### Excerpted text

Divizia B
- Season: 1946–47
- Promoted: Unirea Tricolor București Ploiești Dermata Cluj Karres Mediaș
- Relegated: Sparta București Feroemail Ploiești Victoria Cluj

= 1946–47 Divizia B =

The 1946–47 Divizia B was the eighth season of the second tier of the Romanian football league system.

The league was resumed after five years in which was suspended due to World War II. The format of three series was maintained, but this time the series were much larger, 15 teams in the first one, 14 for each of the other two. This season is practically the beginning of the professionalism of Romanian football, new clubs are enrolled, others are moved back in the Romanian championship. At the end of the season four teams promoted to Divizia A, the winners of the series and a fourth team established after a promotion play-off between second places and the best third place.

== Team changes ==
The classic format of promotion and relegation is not relevant this season because after a pause of 5 years and due to the troubled historical frame, many teams were dissolved, others were newly founded and submitted directly in the Divizia A or Divizia B and also the teams which were moved in the Hungarian football league system in 1940 after the signing of the Second Vienna Award were moved now back in the Romanian football league system after the signing of the Paris Peace Treaties. These teams were submitted also in different leagues, based much more on their situation at that time, not on their last rank in the Romanian football league system.

### Exercise a
According to the Divizia B season article, how many teams were in the first series?
The records have no connection to the Divizia B season article.

### Information supplied
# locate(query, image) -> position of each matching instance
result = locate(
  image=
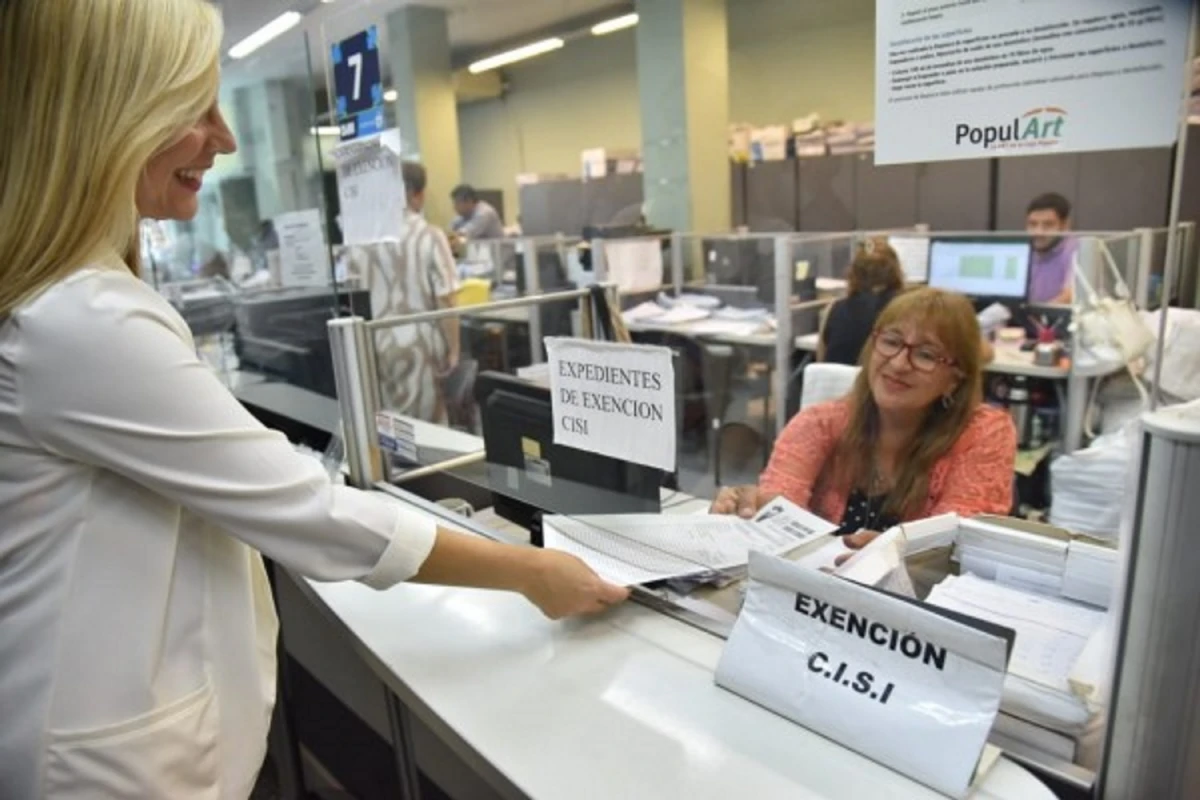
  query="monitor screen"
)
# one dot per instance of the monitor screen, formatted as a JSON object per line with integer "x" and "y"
{"x": 913, "y": 254}
{"x": 981, "y": 268}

### Exercise b
Give every line of the records as a numbered list, leaving out blank lines and the pictures.

### Exercise response a
15 teams.

### Exercise response b
1. # locate(query, image) -> position of each matching instance
2. result = locate(
3.   image=
4.   query="monitor screen"
5. )
6. # one dot per instance of the monitor screen, formatted as a JSON object per line with integer "x" and "y"
7. {"x": 913, "y": 254}
8. {"x": 981, "y": 268}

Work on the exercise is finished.